(Point labeling listing)
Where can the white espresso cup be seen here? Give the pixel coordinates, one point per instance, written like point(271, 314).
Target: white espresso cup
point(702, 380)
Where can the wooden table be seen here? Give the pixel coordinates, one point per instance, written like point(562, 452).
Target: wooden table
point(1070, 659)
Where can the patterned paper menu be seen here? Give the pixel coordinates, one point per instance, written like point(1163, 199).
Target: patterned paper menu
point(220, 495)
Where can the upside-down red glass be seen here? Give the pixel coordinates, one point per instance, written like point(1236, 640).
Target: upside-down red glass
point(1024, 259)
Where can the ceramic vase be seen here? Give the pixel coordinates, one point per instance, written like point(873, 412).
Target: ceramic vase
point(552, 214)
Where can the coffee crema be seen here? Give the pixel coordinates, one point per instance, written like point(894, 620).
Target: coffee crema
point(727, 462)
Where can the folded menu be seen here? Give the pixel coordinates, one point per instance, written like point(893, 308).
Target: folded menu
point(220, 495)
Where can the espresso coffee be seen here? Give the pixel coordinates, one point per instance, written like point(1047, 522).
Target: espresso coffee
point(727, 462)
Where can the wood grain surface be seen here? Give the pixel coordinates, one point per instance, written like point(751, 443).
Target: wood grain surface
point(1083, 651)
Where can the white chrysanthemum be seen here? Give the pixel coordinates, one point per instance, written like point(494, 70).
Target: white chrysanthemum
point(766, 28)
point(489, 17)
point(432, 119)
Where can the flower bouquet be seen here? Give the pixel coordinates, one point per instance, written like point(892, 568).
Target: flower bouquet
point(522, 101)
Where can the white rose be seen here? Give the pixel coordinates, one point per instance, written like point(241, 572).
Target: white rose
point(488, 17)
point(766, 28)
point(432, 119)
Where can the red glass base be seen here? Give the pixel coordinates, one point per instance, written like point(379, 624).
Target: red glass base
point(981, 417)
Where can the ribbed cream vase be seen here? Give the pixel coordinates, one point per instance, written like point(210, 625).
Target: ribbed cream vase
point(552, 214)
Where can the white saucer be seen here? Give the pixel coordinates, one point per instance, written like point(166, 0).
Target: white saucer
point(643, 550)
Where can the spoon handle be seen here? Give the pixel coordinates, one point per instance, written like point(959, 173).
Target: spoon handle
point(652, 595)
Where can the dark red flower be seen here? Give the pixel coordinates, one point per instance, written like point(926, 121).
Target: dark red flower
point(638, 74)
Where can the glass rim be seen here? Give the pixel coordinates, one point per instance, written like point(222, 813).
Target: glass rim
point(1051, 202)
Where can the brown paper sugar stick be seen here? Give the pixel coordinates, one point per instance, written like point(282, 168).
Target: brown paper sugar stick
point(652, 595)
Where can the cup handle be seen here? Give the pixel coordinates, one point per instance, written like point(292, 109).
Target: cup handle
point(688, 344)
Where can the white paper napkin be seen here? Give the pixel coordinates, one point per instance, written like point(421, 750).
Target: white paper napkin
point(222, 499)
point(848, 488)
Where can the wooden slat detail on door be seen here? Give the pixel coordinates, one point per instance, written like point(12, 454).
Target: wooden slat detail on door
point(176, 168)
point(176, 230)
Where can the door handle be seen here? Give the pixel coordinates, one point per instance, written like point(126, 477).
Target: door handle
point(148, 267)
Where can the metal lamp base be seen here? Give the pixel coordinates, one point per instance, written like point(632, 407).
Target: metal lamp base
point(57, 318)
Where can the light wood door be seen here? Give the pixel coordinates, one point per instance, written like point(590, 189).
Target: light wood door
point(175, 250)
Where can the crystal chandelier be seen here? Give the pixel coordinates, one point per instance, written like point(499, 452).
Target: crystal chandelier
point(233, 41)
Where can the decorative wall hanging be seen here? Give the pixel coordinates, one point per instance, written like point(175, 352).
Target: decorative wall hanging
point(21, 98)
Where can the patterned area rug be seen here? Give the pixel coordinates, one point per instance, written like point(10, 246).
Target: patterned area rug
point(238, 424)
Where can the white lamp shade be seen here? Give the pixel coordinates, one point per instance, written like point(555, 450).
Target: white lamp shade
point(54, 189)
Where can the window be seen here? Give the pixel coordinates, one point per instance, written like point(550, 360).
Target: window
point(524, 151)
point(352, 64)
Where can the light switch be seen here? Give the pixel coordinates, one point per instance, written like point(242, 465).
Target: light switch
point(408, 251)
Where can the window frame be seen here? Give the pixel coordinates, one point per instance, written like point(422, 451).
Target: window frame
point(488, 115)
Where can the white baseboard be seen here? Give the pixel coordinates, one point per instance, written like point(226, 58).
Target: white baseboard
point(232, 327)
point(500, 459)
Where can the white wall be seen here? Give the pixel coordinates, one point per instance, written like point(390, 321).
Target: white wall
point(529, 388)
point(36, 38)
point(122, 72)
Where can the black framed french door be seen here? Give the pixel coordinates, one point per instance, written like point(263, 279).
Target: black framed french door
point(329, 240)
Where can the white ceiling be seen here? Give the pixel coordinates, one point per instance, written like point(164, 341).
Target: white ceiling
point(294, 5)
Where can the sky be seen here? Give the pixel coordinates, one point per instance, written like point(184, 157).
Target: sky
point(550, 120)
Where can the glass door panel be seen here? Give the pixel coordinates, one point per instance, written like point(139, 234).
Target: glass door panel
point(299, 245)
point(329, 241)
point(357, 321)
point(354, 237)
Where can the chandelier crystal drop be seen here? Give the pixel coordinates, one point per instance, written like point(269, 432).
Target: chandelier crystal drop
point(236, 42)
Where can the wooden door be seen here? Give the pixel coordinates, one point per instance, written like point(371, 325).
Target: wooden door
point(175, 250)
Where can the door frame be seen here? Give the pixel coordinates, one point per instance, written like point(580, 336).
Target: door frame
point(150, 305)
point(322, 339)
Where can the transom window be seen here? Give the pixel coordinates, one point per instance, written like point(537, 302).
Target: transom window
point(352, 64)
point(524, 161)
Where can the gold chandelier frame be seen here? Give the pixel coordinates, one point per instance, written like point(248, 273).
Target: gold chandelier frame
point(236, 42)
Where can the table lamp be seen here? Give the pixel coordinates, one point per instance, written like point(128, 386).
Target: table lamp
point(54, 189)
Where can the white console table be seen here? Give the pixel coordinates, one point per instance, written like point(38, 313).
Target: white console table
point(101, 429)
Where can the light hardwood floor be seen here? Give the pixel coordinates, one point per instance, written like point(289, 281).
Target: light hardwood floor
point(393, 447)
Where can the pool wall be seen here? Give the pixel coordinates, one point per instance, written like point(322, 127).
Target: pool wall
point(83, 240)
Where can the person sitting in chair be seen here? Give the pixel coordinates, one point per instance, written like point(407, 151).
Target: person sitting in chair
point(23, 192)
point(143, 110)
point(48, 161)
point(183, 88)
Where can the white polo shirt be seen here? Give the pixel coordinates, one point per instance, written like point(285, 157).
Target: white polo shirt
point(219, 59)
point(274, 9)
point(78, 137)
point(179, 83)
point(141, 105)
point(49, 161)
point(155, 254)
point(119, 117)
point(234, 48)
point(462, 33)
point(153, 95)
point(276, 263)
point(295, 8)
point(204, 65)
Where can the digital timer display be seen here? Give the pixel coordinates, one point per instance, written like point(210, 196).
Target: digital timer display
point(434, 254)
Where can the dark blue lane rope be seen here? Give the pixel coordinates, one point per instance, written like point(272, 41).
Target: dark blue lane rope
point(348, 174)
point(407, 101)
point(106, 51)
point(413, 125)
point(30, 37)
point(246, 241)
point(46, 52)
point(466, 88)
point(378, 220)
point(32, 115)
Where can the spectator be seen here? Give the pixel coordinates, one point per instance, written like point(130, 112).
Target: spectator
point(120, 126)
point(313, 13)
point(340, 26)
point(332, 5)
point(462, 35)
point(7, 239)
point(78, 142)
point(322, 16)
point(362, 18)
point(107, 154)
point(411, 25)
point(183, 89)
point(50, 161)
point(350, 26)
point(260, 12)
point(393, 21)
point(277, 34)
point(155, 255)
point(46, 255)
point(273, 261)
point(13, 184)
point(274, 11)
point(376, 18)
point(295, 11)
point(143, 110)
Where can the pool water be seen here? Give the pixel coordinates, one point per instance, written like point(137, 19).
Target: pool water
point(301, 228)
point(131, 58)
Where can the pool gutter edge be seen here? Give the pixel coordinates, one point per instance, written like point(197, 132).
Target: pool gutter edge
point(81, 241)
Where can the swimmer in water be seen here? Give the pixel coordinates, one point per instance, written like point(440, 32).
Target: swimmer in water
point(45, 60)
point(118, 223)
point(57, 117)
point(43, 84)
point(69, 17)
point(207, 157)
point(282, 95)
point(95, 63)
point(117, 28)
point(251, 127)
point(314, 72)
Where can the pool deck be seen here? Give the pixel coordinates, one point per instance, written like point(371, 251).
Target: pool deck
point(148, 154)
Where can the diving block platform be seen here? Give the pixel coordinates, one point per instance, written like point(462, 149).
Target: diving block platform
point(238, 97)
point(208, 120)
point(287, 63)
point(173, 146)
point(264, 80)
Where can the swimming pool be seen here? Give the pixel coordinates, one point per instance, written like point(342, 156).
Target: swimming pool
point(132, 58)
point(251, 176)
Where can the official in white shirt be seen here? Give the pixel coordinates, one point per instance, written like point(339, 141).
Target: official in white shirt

Requirement >> Lay out everything from the line containing "Where can the white console" down to the line containing "point(131, 58)" as a JSON list of strings, one string per line, with blank lines left out.

Exercise output >>
[
  "Where can the white console table be seen here? Give the pixel coordinates, one point per instance, written like point(38, 313).",
  "Target: white console table",
  "point(101, 429)",
  "Where can the light hardwood floor be seen here? Give the pixel coordinates, one point per instance, written like point(289, 281).",
  "Target: light hardwood floor",
  "point(393, 447)",
  "Where can the pool wall be seen here? Give the pixel coordinates, one point per instance, written like point(322, 127).",
  "Target: pool wall",
  "point(83, 240)",
  "Where can the person sitting in chair be seen here? Give the pixel coordinates, one point per instance, written like point(407, 151).",
  "Target: person sitting in chair",
  "point(23, 192)",
  "point(143, 110)",
  "point(48, 161)",
  "point(183, 88)",
  "Where can the white polo shirt be seen here? Give the pixel coordinates, one point per instance, written like point(285, 157).",
  "Target: white polo shirt",
  "point(219, 59)",
  "point(274, 9)",
  "point(78, 137)",
  "point(179, 83)",
  "point(141, 105)",
  "point(49, 161)",
  "point(155, 254)",
  "point(119, 117)",
  "point(234, 48)",
  "point(462, 33)",
  "point(153, 95)",
  "point(276, 263)",
  "point(295, 8)",
  "point(204, 65)",
  "Where can the digital timer display be seen here? Give the pixel coordinates, one point per instance, written like point(210, 196).",
  "Target: digital timer display",
  "point(434, 254)",
  "Where can the dark blue lane rope be seen here? Give the pixel coordinates, one point per instance, written like point(272, 41).",
  "Target: dark blue lane rope",
  "point(348, 174)",
  "point(407, 101)",
  "point(106, 51)",
  "point(413, 125)",
  "point(30, 37)",
  "point(246, 241)",
  "point(46, 52)",
  "point(466, 88)",
  "point(378, 220)",
  "point(32, 115)",
  "Where can the spectator be seen here? Give the pixel coordinates, one point per instance, written like point(130, 112).",
  "Target: spectator",
  "point(120, 126)",
  "point(313, 13)",
  "point(340, 26)",
  "point(332, 5)",
  "point(462, 35)",
  "point(7, 239)",
  "point(78, 142)",
  "point(322, 16)",
  "point(362, 18)",
  "point(107, 154)",
  "point(411, 25)",
  "point(183, 89)",
  "point(50, 161)",
  "point(350, 26)",
  "point(260, 12)",
  "point(393, 21)",
  "point(277, 34)",
  "point(155, 255)",
  "point(46, 255)",
  "point(273, 261)",
  "point(13, 184)",
  "point(274, 11)",
  "point(376, 18)",
  "point(295, 11)",
  "point(143, 110)",
  "Where can the pool water be seen here? Give the pixel coordinates, one point per instance, written like point(137, 19).",
  "Target: pool water",
  "point(301, 228)",
  "point(131, 58)"
]